Problem requirements: An exact reproduction of the records is required, with all images left out.
═══ Extracted data ═══
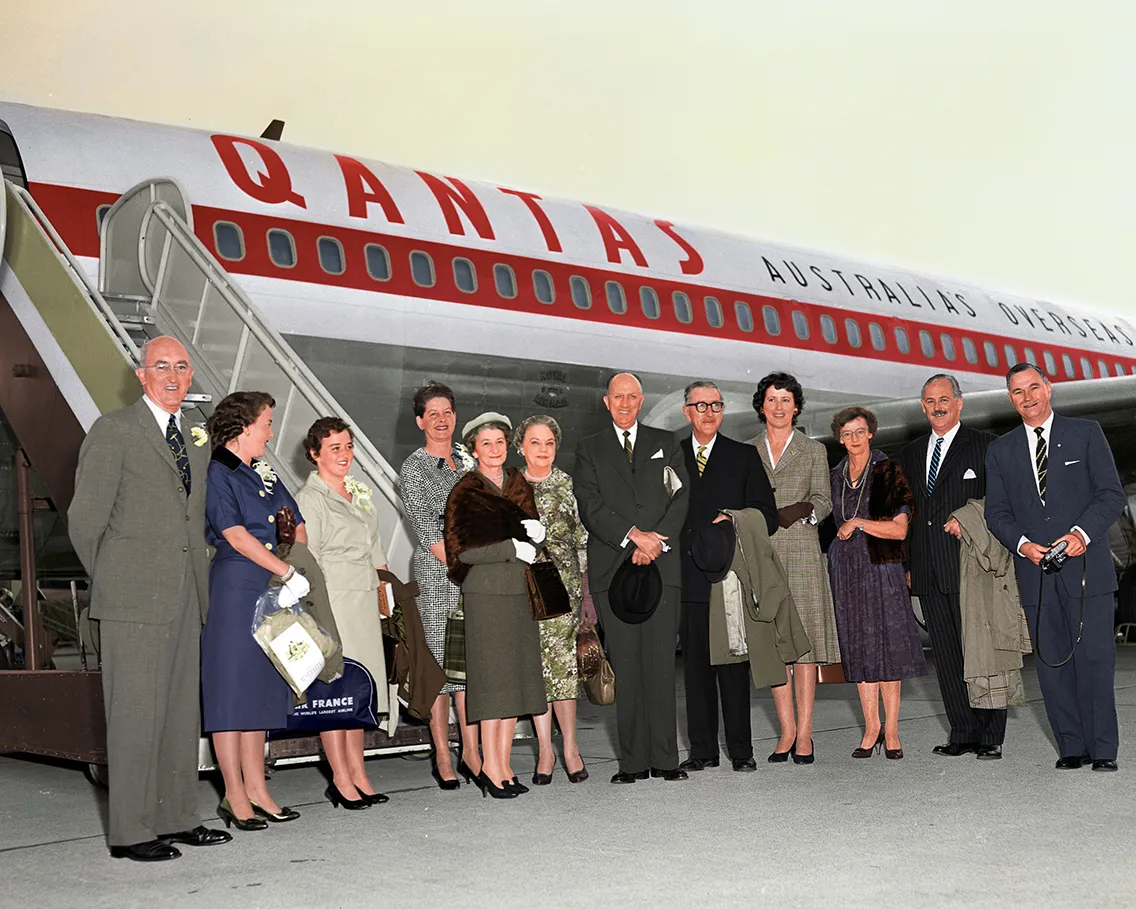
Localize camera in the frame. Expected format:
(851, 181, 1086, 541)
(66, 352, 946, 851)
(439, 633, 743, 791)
(1039, 539, 1069, 572)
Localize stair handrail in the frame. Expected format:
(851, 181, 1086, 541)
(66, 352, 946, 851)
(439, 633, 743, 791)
(144, 201, 404, 508)
(0, 177, 7, 260)
(7, 182, 141, 368)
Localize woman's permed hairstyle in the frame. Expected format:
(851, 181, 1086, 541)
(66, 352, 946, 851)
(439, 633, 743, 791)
(463, 420, 512, 454)
(512, 414, 563, 453)
(412, 382, 456, 418)
(753, 372, 805, 425)
(207, 391, 275, 447)
(830, 405, 879, 441)
(304, 416, 353, 464)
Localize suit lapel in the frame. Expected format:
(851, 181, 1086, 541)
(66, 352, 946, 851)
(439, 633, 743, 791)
(134, 398, 181, 478)
(605, 426, 635, 487)
(934, 429, 971, 487)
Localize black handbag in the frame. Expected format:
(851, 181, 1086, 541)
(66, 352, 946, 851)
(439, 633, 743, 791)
(525, 558, 571, 621)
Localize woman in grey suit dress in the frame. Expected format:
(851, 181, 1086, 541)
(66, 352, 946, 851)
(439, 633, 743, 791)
(752, 373, 840, 764)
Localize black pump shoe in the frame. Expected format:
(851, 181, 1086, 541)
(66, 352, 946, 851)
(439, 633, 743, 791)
(768, 740, 795, 764)
(792, 740, 815, 765)
(507, 776, 529, 795)
(249, 800, 300, 823)
(217, 799, 269, 831)
(532, 771, 553, 785)
(852, 730, 885, 759)
(432, 764, 461, 791)
(361, 791, 389, 806)
(476, 771, 517, 799)
(566, 762, 589, 784)
(457, 761, 480, 785)
(324, 783, 370, 810)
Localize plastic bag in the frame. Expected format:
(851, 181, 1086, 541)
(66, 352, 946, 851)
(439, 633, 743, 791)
(252, 585, 341, 697)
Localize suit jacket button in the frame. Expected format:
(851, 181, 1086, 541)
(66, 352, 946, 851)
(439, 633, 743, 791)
(182, 546, 188, 553)
(268, 515, 275, 523)
(927, 520, 932, 526)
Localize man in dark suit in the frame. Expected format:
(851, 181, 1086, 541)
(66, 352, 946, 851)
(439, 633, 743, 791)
(69, 337, 230, 860)
(677, 381, 777, 773)
(574, 373, 690, 783)
(985, 363, 1126, 771)
(900, 374, 1004, 759)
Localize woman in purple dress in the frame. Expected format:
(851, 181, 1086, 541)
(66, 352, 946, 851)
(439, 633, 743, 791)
(827, 406, 926, 760)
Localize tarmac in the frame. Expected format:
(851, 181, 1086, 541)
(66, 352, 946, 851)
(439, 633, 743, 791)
(3, 649, 1135, 909)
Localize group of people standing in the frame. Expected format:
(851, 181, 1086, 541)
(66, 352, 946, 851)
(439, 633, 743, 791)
(69, 335, 1126, 862)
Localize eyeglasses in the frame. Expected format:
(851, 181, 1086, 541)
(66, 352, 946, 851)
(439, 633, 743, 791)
(143, 362, 191, 375)
(684, 401, 724, 413)
(839, 428, 869, 441)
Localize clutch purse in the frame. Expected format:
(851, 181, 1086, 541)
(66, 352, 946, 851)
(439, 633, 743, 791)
(525, 558, 571, 621)
(576, 622, 603, 681)
(583, 653, 615, 706)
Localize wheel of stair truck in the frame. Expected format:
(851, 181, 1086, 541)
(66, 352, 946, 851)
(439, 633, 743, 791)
(84, 763, 109, 790)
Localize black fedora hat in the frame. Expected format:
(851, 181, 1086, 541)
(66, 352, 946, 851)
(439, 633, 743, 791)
(691, 520, 736, 584)
(609, 557, 663, 625)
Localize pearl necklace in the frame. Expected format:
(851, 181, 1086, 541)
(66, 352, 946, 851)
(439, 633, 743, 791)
(524, 468, 552, 482)
(481, 469, 504, 485)
(839, 458, 869, 524)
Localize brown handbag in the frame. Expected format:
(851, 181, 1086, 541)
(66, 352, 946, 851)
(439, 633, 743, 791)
(525, 558, 571, 621)
(576, 622, 604, 680)
(583, 654, 615, 706)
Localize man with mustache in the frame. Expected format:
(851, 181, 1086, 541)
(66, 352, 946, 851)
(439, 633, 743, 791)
(985, 363, 1125, 771)
(900, 375, 1003, 758)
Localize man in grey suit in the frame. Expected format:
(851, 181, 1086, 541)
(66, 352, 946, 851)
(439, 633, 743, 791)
(69, 336, 230, 860)
(574, 373, 690, 783)
(985, 362, 1126, 772)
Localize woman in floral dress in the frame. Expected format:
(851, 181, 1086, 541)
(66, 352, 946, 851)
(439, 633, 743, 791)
(514, 415, 592, 785)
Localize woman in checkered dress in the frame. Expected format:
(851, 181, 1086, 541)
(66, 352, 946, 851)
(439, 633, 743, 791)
(752, 372, 840, 764)
(397, 383, 479, 788)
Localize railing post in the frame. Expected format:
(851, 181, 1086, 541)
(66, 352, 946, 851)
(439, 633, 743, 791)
(16, 449, 47, 671)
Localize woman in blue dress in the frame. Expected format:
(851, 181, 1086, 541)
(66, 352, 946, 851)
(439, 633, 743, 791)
═══
Problem solution:
Localize camera in the frame. Expected format:
(851, 181, 1086, 541)
(66, 352, 946, 851)
(439, 633, 743, 791)
(1039, 539, 1069, 572)
Localize stair handrail in the frame. Expected format:
(851, 181, 1086, 541)
(66, 352, 946, 851)
(439, 633, 743, 791)
(144, 201, 404, 508)
(0, 177, 7, 260)
(7, 182, 141, 368)
Localize woman's permed hairstyle in the frame. Expected format:
(851, 181, 1086, 541)
(66, 352, 946, 851)
(439, 633, 743, 791)
(463, 420, 512, 454)
(512, 414, 563, 453)
(412, 382, 456, 418)
(753, 372, 805, 425)
(207, 391, 275, 447)
(830, 405, 879, 441)
(304, 416, 353, 464)
Localize suit lapel in the frame. Expected format:
(851, 181, 1086, 541)
(66, 352, 946, 851)
(439, 633, 743, 791)
(134, 398, 181, 478)
(605, 426, 635, 487)
(934, 429, 971, 487)
Localize black handbag in the frame. Expected format:
(851, 181, 1086, 541)
(66, 352, 946, 851)
(439, 633, 743, 791)
(525, 558, 571, 621)
Localize woman in grey suit dress in the frame. Expected format:
(851, 181, 1086, 541)
(66, 352, 946, 851)
(439, 633, 743, 791)
(752, 373, 840, 764)
Localize black pump shoe in the frame. Expected format:
(851, 181, 1086, 541)
(66, 352, 946, 851)
(439, 633, 743, 791)
(768, 740, 795, 764)
(792, 740, 815, 765)
(507, 776, 529, 795)
(249, 800, 300, 823)
(217, 799, 269, 831)
(532, 771, 553, 785)
(852, 730, 885, 759)
(432, 764, 461, 791)
(361, 791, 389, 806)
(476, 771, 517, 799)
(566, 762, 589, 784)
(457, 761, 480, 785)
(324, 783, 370, 810)
Localize plastic bag in the frame. Expected format:
(851, 181, 1086, 541)
(66, 352, 946, 851)
(439, 633, 743, 791)
(252, 585, 341, 697)
Localize suit jacket button in the frame. Expected format:
(851, 181, 1086, 541)
(66, 352, 946, 851)
(439, 633, 743, 791)
(182, 546, 188, 553)
(268, 515, 275, 523)
(927, 520, 932, 526)
Localize man in dark suit in the frame. Expected format:
(851, 181, 1086, 541)
(66, 352, 946, 851)
(439, 633, 743, 791)
(69, 337, 230, 860)
(677, 381, 777, 773)
(574, 373, 690, 783)
(985, 363, 1126, 771)
(900, 374, 1004, 759)
Localize woman in purple dress in the frame. Expected format:
(851, 181, 1086, 541)
(66, 352, 946, 851)
(439, 633, 743, 791)
(827, 406, 926, 760)
Localize tarmac in the frame. Expected format:
(851, 181, 1086, 541)
(66, 352, 946, 851)
(439, 633, 743, 791)
(3, 649, 1135, 909)
Localize group of people standing in the frame. Expected format:
(851, 181, 1086, 541)
(66, 352, 946, 851)
(439, 633, 743, 791)
(69, 335, 1126, 862)
Localize eyeglasses in the frame. Expected format:
(851, 181, 1086, 541)
(66, 352, 946, 851)
(439, 633, 743, 791)
(143, 362, 191, 375)
(684, 401, 724, 413)
(839, 428, 869, 441)
Localize clutch purse in the frame. Expected format:
(851, 181, 1086, 541)
(66, 352, 946, 851)
(439, 633, 743, 791)
(525, 558, 571, 621)
(576, 622, 603, 681)
(583, 653, 615, 706)
Localize wheel of stair truck in the frame. Expected format:
(851, 181, 1086, 541)
(66, 352, 946, 851)
(439, 633, 743, 791)
(84, 763, 109, 790)
Localize black fedora hat in the frame. Expected format:
(851, 181, 1086, 541)
(66, 352, 946, 851)
(439, 633, 743, 791)
(691, 520, 736, 584)
(609, 557, 663, 625)
Localize pearl necklace in the frame. Expected format:
(851, 181, 1086, 541)
(66, 352, 946, 851)
(439, 633, 743, 791)
(524, 468, 552, 482)
(481, 469, 504, 485)
(839, 458, 869, 524)
Localize brown handbag in the frame. Expected format:
(851, 181, 1086, 541)
(66, 352, 946, 851)
(439, 633, 743, 791)
(525, 558, 571, 621)
(576, 622, 604, 680)
(583, 654, 615, 706)
Localize man with mustache in the frame. Expected format:
(851, 181, 1086, 541)
(66, 352, 946, 851)
(439, 633, 743, 791)
(985, 363, 1125, 771)
(900, 375, 1003, 758)
Localize man in grey suit in the frame. Expected format:
(851, 181, 1086, 541)
(66, 352, 946, 851)
(439, 633, 743, 791)
(69, 336, 230, 860)
(574, 373, 690, 783)
(985, 362, 1126, 772)
Localize woman in floral dress in the frame. Expected format:
(851, 181, 1086, 541)
(66, 352, 946, 851)
(439, 633, 743, 791)
(514, 415, 592, 785)
Localize woman in checkered dress in the frame. Expected format:
(851, 181, 1086, 541)
(66, 352, 946, 851)
(439, 633, 743, 791)
(752, 372, 840, 764)
(397, 383, 479, 788)
Localize railing post in the frame. Expected format:
(851, 181, 1086, 541)
(66, 352, 946, 851)
(439, 633, 743, 791)
(16, 449, 47, 671)
Localize woman in blue dress in the frame. Expected format:
(851, 181, 1086, 541)
(66, 352, 946, 851)
(439, 633, 743, 791)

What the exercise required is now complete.